_PROBLEM DETAILS:_ Would you copy each line of the data below that has "temple"?

─── SUPPLIED RECORDS ───

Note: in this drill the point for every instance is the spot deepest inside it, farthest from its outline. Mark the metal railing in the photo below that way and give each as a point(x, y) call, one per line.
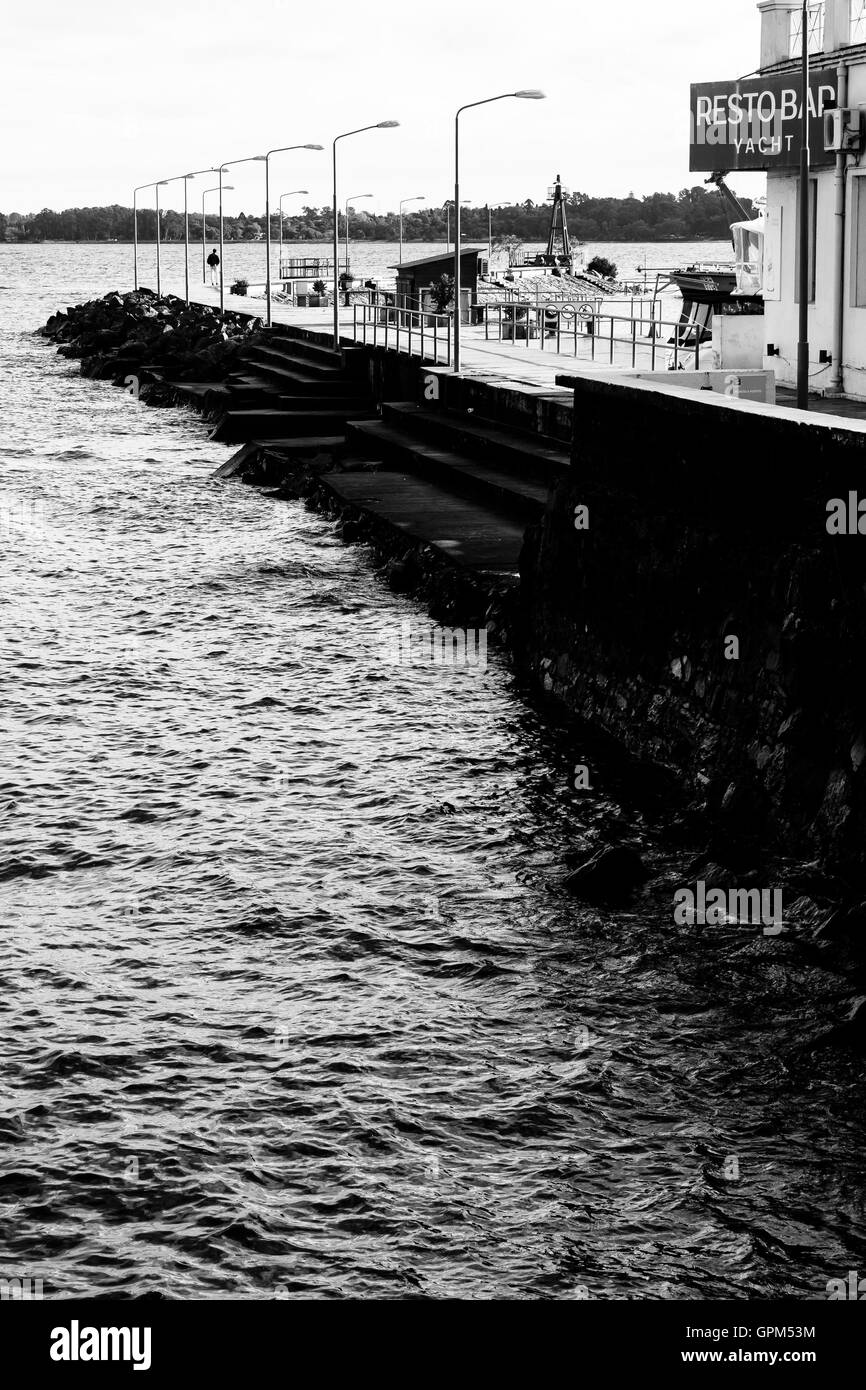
point(414, 331)
point(305, 267)
point(645, 341)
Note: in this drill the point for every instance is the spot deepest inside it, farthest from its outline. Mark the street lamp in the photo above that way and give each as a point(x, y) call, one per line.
point(161, 184)
point(380, 125)
point(805, 260)
point(403, 200)
point(205, 192)
point(489, 230)
point(291, 193)
point(448, 206)
point(352, 200)
point(246, 159)
point(281, 149)
point(135, 232)
point(531, 95)
point(186, 177)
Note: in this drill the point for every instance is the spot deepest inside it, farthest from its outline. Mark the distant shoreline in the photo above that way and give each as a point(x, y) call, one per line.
point(382, 241)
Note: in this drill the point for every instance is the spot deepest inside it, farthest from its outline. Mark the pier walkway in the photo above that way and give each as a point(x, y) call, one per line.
point(531, 369)
point(496, 360)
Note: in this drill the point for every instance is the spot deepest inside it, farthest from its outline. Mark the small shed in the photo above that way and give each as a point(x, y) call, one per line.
point(414, 278)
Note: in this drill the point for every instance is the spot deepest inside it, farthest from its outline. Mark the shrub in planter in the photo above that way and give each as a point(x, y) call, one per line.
point(601, 266)
point(442, 293)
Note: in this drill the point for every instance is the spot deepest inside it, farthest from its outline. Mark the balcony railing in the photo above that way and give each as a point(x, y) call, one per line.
point(414, 331)
point(305, 267)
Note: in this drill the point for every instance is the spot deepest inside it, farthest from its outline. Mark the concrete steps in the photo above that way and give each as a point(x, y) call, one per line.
point(273, 362)
point(464, 533)
point(519, 496)
point(300, 449)
point(239, 426)
point(523, 452)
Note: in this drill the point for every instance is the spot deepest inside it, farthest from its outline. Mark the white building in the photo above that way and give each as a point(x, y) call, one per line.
point(755, 124)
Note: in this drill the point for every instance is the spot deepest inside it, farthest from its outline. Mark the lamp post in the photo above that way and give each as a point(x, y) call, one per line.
point(245, 159)
point(214, 189)
point(186, 177)
point(448, 206)
point(281, 149)
point(531, 95)
point(403, 200)
point(135, 238)
point(489, 230)
point(291, 193)
point(378, 125)
point(805, 260)
point(355, 196)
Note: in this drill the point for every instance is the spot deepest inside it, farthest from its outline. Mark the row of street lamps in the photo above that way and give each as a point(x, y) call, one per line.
point(264, 159)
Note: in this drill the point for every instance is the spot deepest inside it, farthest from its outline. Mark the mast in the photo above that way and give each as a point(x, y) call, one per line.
point(734, 209)
point(559, 225)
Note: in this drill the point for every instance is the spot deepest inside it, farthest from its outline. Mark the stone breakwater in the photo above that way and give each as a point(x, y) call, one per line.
point(623, 620)
point(141, 337)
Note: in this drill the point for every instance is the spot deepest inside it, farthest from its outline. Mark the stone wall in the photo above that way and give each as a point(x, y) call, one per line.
point(708, 520)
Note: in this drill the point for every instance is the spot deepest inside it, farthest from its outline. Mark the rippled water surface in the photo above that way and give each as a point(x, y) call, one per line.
point(291, 995)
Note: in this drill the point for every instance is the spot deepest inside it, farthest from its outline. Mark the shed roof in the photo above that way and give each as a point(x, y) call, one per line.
point(431, 260)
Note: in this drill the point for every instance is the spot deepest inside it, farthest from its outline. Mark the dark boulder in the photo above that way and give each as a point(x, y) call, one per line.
point(609, 876)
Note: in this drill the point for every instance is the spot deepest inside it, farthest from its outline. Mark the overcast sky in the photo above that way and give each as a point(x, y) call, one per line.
point(97, 96)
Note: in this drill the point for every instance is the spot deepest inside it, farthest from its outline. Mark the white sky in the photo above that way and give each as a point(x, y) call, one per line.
point(97, 96)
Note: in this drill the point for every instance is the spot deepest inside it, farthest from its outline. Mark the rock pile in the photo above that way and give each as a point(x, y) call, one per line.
point(156, 339)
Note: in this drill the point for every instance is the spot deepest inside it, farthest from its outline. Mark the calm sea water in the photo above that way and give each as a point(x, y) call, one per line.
point(292, 1000)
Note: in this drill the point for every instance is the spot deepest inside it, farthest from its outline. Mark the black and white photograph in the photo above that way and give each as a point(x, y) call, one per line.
point(433, 715)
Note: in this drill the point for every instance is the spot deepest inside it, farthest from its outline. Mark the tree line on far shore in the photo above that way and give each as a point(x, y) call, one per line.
point(692, 214)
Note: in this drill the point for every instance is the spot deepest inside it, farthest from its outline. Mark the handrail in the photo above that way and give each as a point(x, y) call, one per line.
point(433, 332)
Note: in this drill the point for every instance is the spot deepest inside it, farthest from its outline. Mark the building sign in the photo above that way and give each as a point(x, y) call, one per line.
point(756, 123)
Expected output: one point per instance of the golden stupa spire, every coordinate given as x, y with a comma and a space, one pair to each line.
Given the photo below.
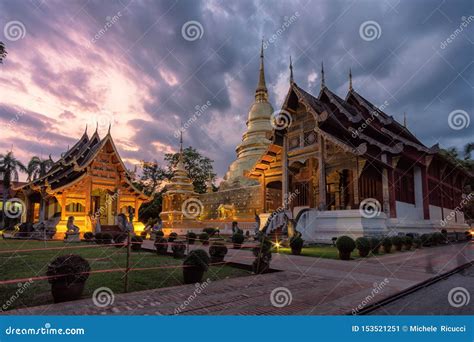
261, 94
291, 71
322, 76
350, 79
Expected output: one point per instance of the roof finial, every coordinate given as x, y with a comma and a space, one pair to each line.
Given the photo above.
323, 85
261, 94
291, 71
350, 79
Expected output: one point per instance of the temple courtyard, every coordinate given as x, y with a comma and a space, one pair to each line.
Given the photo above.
301, 285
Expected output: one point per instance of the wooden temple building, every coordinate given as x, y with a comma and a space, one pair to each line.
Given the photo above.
345, 166
89, 182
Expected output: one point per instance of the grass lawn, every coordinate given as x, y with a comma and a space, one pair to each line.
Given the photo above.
17, 265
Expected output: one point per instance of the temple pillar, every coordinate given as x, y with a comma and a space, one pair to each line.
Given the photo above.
284, 168
322, 173
426, 197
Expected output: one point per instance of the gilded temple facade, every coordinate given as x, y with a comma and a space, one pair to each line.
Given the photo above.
89, 182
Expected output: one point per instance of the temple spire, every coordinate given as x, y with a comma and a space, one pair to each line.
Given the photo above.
291, 71
323, 85
261, 93
350, 79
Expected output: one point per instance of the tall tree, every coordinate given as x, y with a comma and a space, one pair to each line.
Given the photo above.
199, 167
9, 171
3, 52
38, 167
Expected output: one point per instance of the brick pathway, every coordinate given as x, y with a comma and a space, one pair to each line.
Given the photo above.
317, 286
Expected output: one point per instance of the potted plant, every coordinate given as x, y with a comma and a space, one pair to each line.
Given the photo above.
211, 231
408, 241
263, 256
204, 238
89, 236
179, 249
345, 244
120, 239
191, 237
426, 240
136, 242
375, 245
217, 251
387, 245
397, 241
161, 245
296, 244
173, 236
68, 275
195, 264
363, 245
238, 240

───

_EXPECTED OUTPUT:_
Expected output: one point per instance of the temple courtyard, every coordinate given as x, y with a comma and a space, one pair to each line.
Expected output: one point per instance of the wooden temple building, every coordinate given as x, y with a comma and a space, one pair to each line.
Expected output: one point per instance of the temple pillar, every coordinate given as x, y with a comma and a space, one pair to each line.
Expected output: one point per instance of the gilded temple facade, every coordinate given as x, y with a comma and a space, one pair to each line.
Expected output: one point per instance of the temple spire, every coordinate given as x, y with a comma and a space, one pair to each line.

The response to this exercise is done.